──────── БЛОК ТЕКСТА ────────
О популярных авторах и популярности как таковой

Жилкин Олег
Ценю текст, друзья, превыше его содержания. Ценю автора превыше его текста. Если автор мне не нравится, вряд ли я оценю его текст. Бывают совершенно отвратительные и при этом популярные авторы. С этим совершенно невозможно смириться. Меня раздражает чужая популярность, она действует на меня как красная тряпка на быка. И это не зависть, это инстинкт. Популярность ущербна в самом основании. Всякий более-менее разумный человек знает ей подлинную цену, но при этом дорожит популярностью, как мать дорожит уродливым ребенком. То, что я хочу окунуть болезненное чадо в холодную прорубь, рождает в авторе негодование. И публика готова разделить это чувство, потому что бить слабое и больное не принято. Инстинкт подсказывает беречь его, холить и лелеять. Компания популярных избалованных вниманием автором это натуральный хоспис, скажу я вам, охраняемый немецкими овчарками, в роли которых выступают близкие друзья авторов, их жены, любовницы и идейные наследники. В общем, в этом санатории всегда найдется место сирому и убогому, вымершему ископаемому, мироточащей иконе и паре-тройке убеленных перхотью патриархов, опекающих уже не юное, но по-прежнему шаловливое дарование.

Шаловливость авторов обыкновенно проявляется в похабных шуточках, скабрезных наблюдениях или даже морализаторских суждениях, в которых автор проявляет себя в качестве судьи и неподкупного мерила человеческой глупости, подлости и коварства. Скабрезность вплетена в его рассуждения прихотливым виноградом, давая понять, что автор вовсе не какой-то там ретроград, а самый настоящий постмодернист, при этом чтящий старый интеллигентсткий кодекс, предусмотрительно не позволяющий называть в лицо мерзавца по имени, но не брезгующий сплетней и заговором избранных против поганых, иудеев против элинов, претендующий на пожизненное амплуа эксперта, способного отделить зерна от плевел и коров от навоза.
 
Все более-меннее устойчивое и верное, пребывающее в автохтонной чистоте в этих магических услугах, разумеется, не нуждается. Оно бредет само по себе, не ведающим кнута стадом, неторопливо пережевывая жвачку собственных рассуждений, не высказывая к автору ни малейшего интереса и уважения, и только тот, кому всякий фокус с найденным в навозе зерном кажется откровением, со мной в очередной раз не согласится. Так редок все еще этот кропотливый талант, не брезгующий площадной грязью и обращающий себе на пользу всякий оброненный случайным прохожим носовой платок, или подслушанный в очереди разговор, или запущенную мясником сплетню. Так мало еще в народной среде этих редких ценителей и знатоков сального юмора, местечковой премудрости и бестрашной лакейской фронды. Так мало желающих плясать без штанов на ярмарках за пятак. Так сильно в нас еще это провинциальное изумление и священый трепет перед юродством, паясничающим на папертях Клео и Мельпомены.
────────
◆ ЗАДАНИЯ К УПРАЖНЕНИЮ ◆
a. Определите, согласуются ли с текстом о популярных авторах утверждения (i), (ii) и (iii), и для каждого ответьте «да» или «нет», приведя точную решающую цитату из текста: (i) раздражение чужой популярностью автор называет завистью; (ii) автора он ценит выше его текста; (iii) скабрезность вплетена в рассуждения автора, как виноград.
b. Верните без изменений фрагмент текста о популярных авторах между словами «Шаловливость авторов обыкновенно» и «коров от навоза.», включая их.
Опирайтесь только на текст о популярных авторах.
──────── ПРЕДОСТАВЛЕННЫЕ ЗАПИСИ ────────
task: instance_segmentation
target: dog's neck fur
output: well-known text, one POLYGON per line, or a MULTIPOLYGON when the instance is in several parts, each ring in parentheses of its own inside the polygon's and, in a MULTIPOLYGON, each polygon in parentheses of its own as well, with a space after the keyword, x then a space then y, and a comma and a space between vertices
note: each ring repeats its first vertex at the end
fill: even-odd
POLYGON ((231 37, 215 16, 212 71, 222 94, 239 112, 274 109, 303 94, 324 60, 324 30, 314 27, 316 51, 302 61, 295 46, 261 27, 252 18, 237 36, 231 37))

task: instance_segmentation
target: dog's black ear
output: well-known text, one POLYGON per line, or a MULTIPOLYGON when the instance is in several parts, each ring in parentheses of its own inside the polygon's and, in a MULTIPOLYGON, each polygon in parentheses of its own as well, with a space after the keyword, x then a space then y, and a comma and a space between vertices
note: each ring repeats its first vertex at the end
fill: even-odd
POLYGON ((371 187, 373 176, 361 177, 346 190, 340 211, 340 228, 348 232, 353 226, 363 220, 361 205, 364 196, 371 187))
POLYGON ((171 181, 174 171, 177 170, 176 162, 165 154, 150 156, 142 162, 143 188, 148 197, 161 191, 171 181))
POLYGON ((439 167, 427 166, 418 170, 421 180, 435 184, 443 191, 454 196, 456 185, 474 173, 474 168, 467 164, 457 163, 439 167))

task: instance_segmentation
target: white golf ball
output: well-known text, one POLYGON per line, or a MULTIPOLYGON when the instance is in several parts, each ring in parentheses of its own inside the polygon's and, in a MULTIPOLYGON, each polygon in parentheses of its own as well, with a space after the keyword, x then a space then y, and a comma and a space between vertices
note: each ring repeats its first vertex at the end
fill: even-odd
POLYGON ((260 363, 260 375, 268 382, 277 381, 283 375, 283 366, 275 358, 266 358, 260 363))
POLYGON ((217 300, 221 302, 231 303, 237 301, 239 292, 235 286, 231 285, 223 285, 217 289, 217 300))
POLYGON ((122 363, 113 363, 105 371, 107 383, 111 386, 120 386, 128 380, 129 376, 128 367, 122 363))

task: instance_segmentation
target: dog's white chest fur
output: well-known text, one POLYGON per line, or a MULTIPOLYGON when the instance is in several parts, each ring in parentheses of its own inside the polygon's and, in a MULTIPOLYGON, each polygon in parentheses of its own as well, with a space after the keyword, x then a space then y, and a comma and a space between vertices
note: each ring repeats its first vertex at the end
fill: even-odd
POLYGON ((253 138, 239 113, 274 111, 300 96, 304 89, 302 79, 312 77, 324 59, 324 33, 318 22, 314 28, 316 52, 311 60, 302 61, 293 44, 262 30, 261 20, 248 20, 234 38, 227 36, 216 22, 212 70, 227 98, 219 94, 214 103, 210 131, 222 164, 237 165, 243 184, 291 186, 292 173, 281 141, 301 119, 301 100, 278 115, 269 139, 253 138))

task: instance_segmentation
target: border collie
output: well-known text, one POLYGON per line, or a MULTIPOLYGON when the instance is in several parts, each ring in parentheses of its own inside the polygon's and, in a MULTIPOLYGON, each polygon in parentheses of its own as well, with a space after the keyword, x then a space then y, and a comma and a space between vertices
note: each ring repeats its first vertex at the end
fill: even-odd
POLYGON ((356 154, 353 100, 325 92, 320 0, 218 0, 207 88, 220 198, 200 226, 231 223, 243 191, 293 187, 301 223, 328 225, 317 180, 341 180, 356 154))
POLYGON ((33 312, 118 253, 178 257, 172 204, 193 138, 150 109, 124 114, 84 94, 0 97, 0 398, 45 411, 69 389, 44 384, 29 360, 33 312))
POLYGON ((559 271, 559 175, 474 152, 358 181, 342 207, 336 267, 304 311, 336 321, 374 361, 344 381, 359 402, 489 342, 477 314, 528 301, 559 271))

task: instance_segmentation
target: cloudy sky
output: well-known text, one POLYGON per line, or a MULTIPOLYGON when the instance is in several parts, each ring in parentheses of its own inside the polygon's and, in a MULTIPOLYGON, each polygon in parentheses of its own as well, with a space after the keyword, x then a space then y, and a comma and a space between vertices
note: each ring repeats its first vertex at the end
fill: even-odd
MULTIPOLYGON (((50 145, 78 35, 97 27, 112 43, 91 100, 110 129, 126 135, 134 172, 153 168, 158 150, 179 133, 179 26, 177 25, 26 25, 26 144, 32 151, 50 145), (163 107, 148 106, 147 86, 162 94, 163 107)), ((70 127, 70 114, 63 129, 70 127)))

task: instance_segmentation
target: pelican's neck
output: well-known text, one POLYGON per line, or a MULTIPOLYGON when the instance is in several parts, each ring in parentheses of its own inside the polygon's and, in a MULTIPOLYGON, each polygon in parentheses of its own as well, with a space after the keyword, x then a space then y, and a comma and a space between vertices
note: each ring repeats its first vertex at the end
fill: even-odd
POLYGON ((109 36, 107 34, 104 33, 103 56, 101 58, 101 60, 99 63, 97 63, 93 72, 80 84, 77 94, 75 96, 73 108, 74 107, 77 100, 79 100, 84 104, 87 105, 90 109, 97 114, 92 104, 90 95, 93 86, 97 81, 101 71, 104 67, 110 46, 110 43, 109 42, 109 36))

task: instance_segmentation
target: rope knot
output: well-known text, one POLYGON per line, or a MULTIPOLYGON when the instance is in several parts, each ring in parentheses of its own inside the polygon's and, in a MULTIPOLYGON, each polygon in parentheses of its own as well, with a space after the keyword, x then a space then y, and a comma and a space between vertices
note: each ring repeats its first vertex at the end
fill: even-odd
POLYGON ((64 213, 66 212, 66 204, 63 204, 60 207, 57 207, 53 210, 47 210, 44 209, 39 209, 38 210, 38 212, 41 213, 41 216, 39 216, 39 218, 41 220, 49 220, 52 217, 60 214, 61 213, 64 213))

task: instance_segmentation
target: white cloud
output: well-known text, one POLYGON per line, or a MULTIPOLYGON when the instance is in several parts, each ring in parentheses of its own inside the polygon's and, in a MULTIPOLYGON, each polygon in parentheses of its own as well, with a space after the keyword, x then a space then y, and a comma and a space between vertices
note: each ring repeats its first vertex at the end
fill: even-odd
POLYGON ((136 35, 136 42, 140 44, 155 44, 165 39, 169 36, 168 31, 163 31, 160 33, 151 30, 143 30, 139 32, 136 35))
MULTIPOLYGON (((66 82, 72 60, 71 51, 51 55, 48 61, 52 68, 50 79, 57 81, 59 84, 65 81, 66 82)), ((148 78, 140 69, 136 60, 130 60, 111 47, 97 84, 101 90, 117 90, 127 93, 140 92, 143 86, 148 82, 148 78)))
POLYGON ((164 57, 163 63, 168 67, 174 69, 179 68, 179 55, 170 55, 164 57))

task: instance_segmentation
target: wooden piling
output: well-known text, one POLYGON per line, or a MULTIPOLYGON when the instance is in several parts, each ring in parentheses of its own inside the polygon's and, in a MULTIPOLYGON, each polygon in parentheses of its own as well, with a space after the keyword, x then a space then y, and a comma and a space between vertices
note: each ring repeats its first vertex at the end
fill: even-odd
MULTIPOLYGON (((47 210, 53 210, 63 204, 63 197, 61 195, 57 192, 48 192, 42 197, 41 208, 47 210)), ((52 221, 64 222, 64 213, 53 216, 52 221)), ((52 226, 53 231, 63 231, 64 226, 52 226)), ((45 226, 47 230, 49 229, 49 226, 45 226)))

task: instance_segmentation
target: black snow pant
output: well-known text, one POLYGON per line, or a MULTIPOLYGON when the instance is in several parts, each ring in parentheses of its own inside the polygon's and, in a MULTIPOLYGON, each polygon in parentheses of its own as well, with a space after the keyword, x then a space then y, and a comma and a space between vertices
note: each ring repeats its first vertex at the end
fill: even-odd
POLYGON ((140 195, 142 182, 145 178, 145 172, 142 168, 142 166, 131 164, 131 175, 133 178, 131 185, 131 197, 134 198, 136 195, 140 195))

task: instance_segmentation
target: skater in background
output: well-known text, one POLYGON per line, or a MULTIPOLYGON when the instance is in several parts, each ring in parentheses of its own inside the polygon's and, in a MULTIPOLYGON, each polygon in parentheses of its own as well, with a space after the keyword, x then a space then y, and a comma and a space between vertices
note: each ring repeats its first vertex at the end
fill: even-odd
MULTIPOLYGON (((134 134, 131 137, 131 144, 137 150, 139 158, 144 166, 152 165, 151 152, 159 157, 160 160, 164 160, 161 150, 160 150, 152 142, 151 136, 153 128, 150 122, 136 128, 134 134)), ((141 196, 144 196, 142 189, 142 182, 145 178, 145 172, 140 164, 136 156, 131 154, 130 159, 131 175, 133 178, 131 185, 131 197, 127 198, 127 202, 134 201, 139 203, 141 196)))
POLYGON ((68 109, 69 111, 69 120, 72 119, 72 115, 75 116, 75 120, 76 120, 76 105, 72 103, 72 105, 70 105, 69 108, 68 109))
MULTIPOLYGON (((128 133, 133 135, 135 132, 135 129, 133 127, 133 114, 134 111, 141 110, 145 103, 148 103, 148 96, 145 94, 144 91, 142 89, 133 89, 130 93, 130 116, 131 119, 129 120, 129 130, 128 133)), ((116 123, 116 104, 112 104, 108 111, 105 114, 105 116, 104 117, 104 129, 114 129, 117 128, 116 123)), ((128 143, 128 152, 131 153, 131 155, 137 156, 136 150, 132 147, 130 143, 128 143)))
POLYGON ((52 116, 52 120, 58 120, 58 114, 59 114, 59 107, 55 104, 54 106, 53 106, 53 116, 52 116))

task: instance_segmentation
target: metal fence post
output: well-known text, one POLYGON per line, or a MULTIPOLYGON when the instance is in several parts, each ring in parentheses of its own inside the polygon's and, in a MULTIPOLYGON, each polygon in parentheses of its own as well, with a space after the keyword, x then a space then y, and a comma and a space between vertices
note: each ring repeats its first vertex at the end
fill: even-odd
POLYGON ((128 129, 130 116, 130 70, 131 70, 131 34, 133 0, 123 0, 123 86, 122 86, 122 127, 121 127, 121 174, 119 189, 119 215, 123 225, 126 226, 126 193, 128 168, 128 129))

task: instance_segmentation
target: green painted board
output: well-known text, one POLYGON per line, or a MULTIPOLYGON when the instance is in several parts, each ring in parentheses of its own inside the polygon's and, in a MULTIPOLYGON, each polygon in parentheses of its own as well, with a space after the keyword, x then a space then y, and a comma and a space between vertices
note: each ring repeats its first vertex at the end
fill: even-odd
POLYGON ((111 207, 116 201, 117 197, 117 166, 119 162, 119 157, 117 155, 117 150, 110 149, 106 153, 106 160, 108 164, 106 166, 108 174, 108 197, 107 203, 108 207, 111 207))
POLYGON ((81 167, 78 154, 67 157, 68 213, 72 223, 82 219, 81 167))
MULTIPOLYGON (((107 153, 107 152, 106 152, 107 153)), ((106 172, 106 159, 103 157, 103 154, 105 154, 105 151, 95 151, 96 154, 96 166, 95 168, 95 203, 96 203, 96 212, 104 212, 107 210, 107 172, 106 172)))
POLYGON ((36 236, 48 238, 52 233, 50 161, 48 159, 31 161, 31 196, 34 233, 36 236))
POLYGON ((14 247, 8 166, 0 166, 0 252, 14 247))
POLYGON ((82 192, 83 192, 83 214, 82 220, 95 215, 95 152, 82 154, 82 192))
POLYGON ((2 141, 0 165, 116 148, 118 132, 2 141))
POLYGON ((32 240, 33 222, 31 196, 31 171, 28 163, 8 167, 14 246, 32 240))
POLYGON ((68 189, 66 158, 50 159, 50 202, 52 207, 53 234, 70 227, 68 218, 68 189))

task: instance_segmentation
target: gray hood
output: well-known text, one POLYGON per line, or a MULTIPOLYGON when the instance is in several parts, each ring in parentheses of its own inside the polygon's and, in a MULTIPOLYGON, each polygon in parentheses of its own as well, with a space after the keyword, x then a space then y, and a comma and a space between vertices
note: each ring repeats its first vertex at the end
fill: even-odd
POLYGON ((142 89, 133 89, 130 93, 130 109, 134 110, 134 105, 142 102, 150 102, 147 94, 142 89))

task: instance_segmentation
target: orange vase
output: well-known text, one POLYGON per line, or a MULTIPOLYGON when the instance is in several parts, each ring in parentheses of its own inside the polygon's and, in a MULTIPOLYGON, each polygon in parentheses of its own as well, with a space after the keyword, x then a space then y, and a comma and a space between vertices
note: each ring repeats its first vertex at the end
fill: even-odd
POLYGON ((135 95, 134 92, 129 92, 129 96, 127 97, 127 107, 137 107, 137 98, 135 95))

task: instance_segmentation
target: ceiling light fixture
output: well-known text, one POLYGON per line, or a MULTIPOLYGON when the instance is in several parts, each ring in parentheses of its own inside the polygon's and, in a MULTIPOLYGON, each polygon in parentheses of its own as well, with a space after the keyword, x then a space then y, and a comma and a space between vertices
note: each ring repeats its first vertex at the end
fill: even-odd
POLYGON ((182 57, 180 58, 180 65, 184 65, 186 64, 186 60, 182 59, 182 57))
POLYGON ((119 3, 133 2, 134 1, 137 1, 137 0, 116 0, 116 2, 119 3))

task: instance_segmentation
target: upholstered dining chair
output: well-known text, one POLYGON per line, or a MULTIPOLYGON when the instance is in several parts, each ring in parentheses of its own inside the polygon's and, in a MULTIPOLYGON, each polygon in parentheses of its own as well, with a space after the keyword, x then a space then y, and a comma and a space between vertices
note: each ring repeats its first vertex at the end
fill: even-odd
────────
◆ ОТВЕТЫ К УПРАЖНЕНИЮ ◆
a.
(i) Нет: «И это не зависть, это инстинкт.»
(ii) Да: «Ценю автора превыше его текста.»
(iii) Да: «Скабрезность вплетена в его рассуждения прихотливым виноградом»

b.
Шаловливость авторов обыкновенно проявляется в похабных шуточках, скабрезных наблюдениях или даже морализаторских суждениях, в которых автор проявляет себя в качестве судьи и неподкупного мерила человеческой глупости, подлости и коварства. Скабрезность вплетена в его рассуждения прихотливым виноградом, давая понять, что автор вовсе не какой-то там ретроград, а самый настоящий постмодернист, при этом чтящий старый интеллигентсткий кодекс, предусмотрительно не позволяющий называть в лицо мерзавца по имени, но не брезгующий сплетней и заговором избранных против поганых, иудеев против элинов, претендующий на пожизненное амплуа эксперта, способного отделить зерна от плевел и коров от навоза.